The problem: The reply should be the records repeated exactly, without any images.

++++++++++

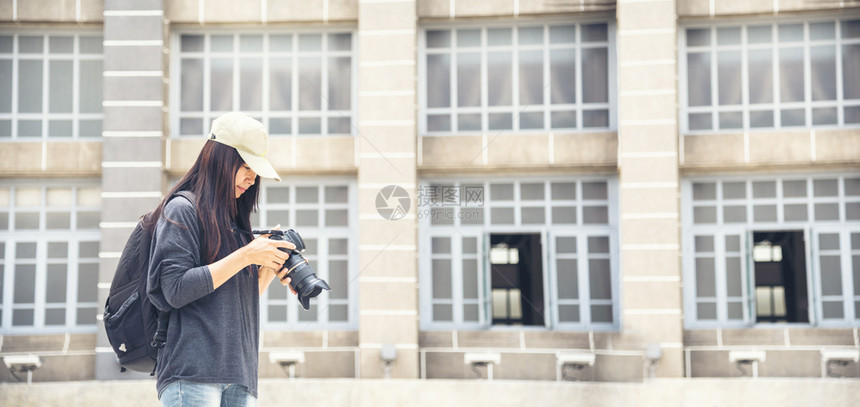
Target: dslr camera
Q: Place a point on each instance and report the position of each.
(304, 280)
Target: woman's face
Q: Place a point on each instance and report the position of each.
(245, 177)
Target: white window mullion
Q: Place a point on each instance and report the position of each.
(457, 277)
(485, 98)
(777, 91)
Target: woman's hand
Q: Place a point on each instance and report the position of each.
(266, 252)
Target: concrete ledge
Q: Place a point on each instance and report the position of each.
(419, 393)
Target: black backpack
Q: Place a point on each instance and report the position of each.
(135, 327)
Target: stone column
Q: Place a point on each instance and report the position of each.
(386, 144)
(132, 146)
(649, 181)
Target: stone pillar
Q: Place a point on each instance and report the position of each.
(649, 181)
(386, 144)
(132, 146)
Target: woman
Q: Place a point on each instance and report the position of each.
(204, 267)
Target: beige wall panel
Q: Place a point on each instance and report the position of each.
(401, 107)
(398, 232)
(650, 231)
(183, 153)
(396, 296)
(650, 263)
(391, 170)
(713, 150)
(647, 77)
(21, 157)
(393, 328)
(92, 11)
(639, 330)
(182, 11)
(433, 8)
(342, 10)
(639, 47)
(318, 153)
(376, 262)
(47, 10)
(767, 147)
(643, 138)
(296, 339)
(693, 8)
(5, 11)
(228, 11)
(453, 151)
(386, 139)
(732, 7)
(517, 150)
(390, 47)
(405, 366)
(488, 339)
(649, 107)
(649, 169)
(585, 148)
(813, 5)
(387, 16)
(551, 7)
(651, 295)
(293, 10)
(642, 200)
(646, 15)
(837, 145)
(467, 8)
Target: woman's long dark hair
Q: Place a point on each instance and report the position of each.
(212, 180)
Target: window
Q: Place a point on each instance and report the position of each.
(526, 77)
(771, 75)
(296, 83)
(50, 86)
(527, 252)
(767, 250)
(49, 257)
(322, 213)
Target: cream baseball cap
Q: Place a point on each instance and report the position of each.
(249, 137)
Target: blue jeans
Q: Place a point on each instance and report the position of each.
(183, 393)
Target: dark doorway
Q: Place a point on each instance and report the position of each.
(516, 279)
(779, 260)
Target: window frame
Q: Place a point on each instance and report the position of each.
(547, 107)
(265, 114)
(810, 227)
(41, 238)
(46, 116)
(775, 106)
(548, 233)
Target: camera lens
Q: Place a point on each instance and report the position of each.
(304, 279)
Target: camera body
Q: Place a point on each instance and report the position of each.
(304, 279)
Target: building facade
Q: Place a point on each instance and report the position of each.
(600, 191)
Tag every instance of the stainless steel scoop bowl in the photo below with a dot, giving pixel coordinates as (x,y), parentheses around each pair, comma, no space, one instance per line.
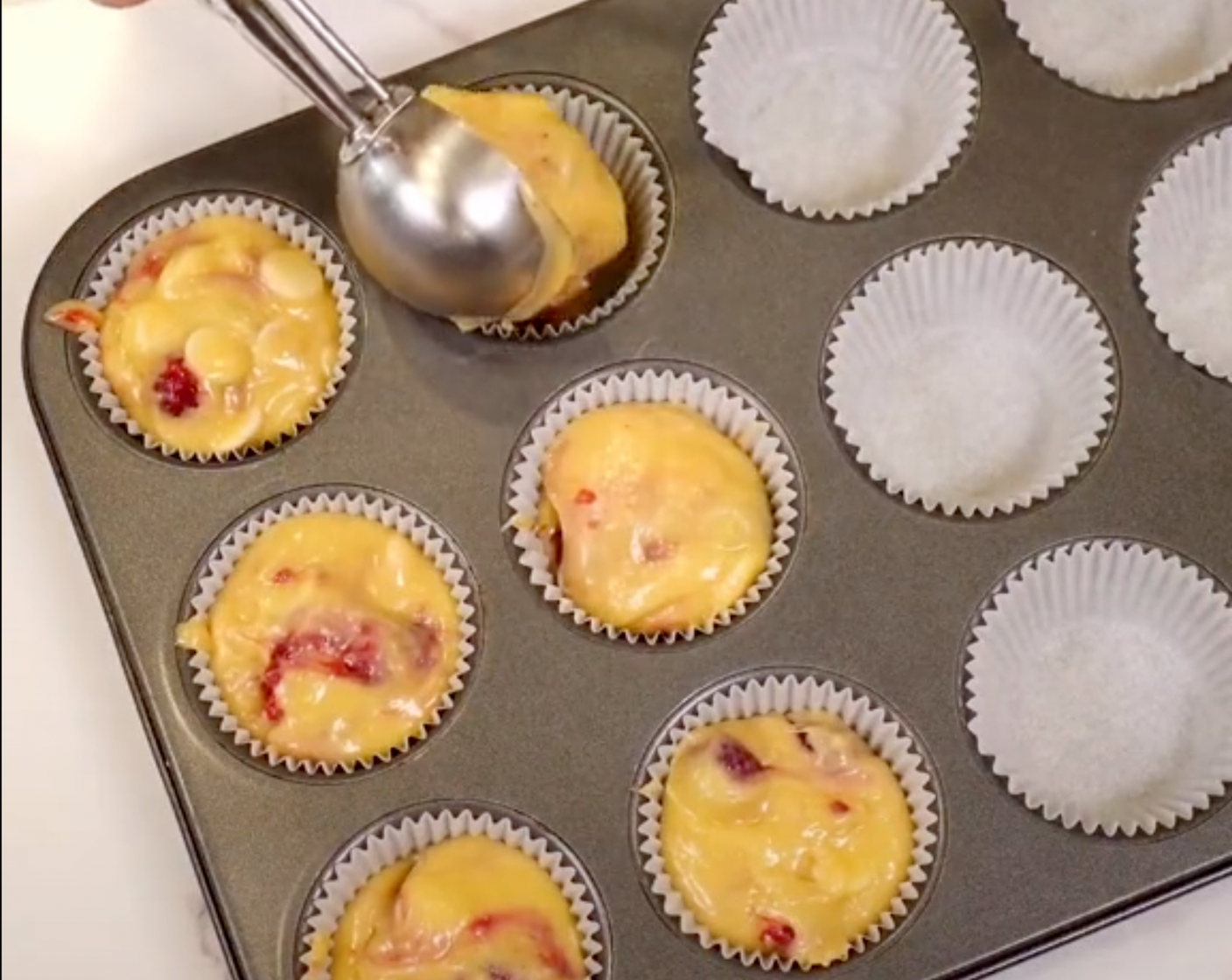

++++++++++

Response to this task:
Target: dslr camera
Q: Place a point on each instance and report the position of each.
(304, 280)
Target: woman's face
Q: Place a point on each instance and report the position of each.
(245, 177)
Target: white window mullion
Q: Place a point on each instance and report the position of each.
(457, 277)
(485, 98)
(777, 91)
Target: woman's hand
Q: Place a point on each instance and report the position of each.
(266, 252)
Target: concrete ledge
Q: Place a point on each instance and report the position of each.
(419, 393)
Target: black backpack
Q: Place a point on each instance and report the position of each.
(135, 327)
Target: stone column
Q: Place a point on each instance and report the position of each.
(386, 144)
(132, 146)
(649, 181)
Target: stone pillar
Q: Place a point on each instance and report the position of each.
(649, 181)
(386, 144)
(132, 146)
Target: woman
Q: Place a point on each instance and report the position of each.
(204, 267)
Target: beige wall panel
Q: Place a point on each instance and report the position of each.
(401, 107)
(398, 232)
(650, 231)
(183, 153)
(396, 296)
(650, 263)
(391, 170)
(713, 150)
(647, 77)
(21, 157)
(393, 328)
(92, 11)
(639, 330)
(182, 11)
(433, 8)
(342, 10)
(639, 47)
(318, 153)
(376, 262)
(47, 10)
(767, 147)
(643, 138)
(296, 339)
(693, 8)
(5, 11)
(228, 11)
(453, 151)
(386, 139)
(732, 7)
(517, 150)
(390, 47)
(405, 366)
(488, 339)
(649, 107)
(649, 169)
(585, 148)
(813, 5)
(387, 16)
(551, 7)
(651, 295)
(293, 10)
(642, 200)
(646, 15)
(837, 145)
(467, 8)
Target: woman's long dark hair
Q: Place a point on each instance and report the position of each.
(212, 180)
Target: window
Q: Place a point on each instance and report the position of each.
(526, 77)
(771, 75)
(296, 83)
(50, 86)
(527, 252)
(767, 250)
(49, 257)
(322, 213)
Target: cream baseball cap
Q: Place a point on each instance and report the position of each.
(249, 137)
Target: blue jeans
Q: Place a point on each instance and report the position of each.
(183, 393)
Target: dark doorway
Q: Place a point on each instance and report the position of each.
(516, 279)
(779, 260)
Target: window frame
Q: Place a point on each instance and report the position of each.
(547, 107)
(265, 114)
(810, 227)
(41, 238)
(46, 116)
(775, 106)
(548, 233)
Target: camera lens
Q: Place a point on each instance and report the position of each.
(304, 279)
Target: camera body
Q: Place a point on each instance and report the position of each.
(304, 279)
Target: building facade
Q: Place a point on each instance and report the position of each.
(600, 191)
Tag every instance of the stainless steel scoop bowl in the photo below with a dot, giving pixel coordinates as (x,y), parentheses around each pair, comma, no space, one instance per line.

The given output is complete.